## PROBLEM
Duplicate the lines from the start through the line with "MULTIPOLYGON (((97 117, 97", both ends included.

--- Start ---

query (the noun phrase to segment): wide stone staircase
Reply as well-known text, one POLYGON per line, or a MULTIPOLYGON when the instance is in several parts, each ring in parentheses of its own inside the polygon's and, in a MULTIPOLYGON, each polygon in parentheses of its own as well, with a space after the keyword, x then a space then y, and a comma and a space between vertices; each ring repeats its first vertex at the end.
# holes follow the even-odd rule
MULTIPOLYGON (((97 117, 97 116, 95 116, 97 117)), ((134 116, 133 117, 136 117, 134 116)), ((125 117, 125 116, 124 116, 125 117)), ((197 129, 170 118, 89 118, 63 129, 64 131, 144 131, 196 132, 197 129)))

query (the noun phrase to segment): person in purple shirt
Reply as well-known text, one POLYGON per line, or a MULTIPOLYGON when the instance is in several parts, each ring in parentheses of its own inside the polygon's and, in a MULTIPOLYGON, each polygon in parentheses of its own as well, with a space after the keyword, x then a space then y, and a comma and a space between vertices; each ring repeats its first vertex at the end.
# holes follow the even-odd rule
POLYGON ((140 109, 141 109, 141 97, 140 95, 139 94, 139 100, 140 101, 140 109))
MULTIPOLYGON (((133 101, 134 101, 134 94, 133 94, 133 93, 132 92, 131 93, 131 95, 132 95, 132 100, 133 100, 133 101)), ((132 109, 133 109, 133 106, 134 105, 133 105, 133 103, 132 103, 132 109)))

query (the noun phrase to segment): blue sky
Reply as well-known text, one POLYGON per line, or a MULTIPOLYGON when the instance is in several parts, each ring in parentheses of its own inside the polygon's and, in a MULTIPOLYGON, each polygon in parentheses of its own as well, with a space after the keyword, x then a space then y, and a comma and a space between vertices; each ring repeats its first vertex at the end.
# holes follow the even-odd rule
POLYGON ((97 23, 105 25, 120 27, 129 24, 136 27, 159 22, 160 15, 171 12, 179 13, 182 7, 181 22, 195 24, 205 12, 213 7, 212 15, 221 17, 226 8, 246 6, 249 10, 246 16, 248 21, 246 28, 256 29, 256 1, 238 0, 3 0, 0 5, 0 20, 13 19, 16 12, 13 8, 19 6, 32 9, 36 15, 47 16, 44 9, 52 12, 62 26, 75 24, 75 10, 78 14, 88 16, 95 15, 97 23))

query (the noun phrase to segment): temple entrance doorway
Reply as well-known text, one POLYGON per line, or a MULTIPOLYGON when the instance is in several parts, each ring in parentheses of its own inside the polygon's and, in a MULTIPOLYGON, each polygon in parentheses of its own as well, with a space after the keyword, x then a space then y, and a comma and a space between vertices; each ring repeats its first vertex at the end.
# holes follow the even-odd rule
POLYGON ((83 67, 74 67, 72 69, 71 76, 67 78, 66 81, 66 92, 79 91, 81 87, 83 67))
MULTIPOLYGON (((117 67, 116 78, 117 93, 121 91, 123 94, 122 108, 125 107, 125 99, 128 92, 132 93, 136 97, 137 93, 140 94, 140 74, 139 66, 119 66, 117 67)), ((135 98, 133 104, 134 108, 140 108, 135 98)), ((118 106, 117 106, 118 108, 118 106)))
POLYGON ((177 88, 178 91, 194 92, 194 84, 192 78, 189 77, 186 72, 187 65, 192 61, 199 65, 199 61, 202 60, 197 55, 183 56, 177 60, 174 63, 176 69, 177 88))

--- End ---

## THE REPLY
query (the noun phrase to segment): wide stone staircase
Reply as well-known text, one POLYGON per line, or a MULTIPOLYGON when the instance is in several parts, each ring in parentheses of its own inside the polygon's and, in a MULTIPOLYGON, each polygon in parentheses of its own as well, with a space after the keyword, x then a space then y, and a comma and a space between vertices; each ring repeats its first vertex at the end.
# holes follow the even-odd rule
MULTIPOLYGON (((97 117, 97 116, 95 116, 97 117)), ((134 116, 133 117, 136 117, 134 116)), ((125 117, 125 116, 124 116, 125 117)), ((197 129, 170 118, 89 118, 63 129, 64 131, 144 131, 196 132, 197 129)))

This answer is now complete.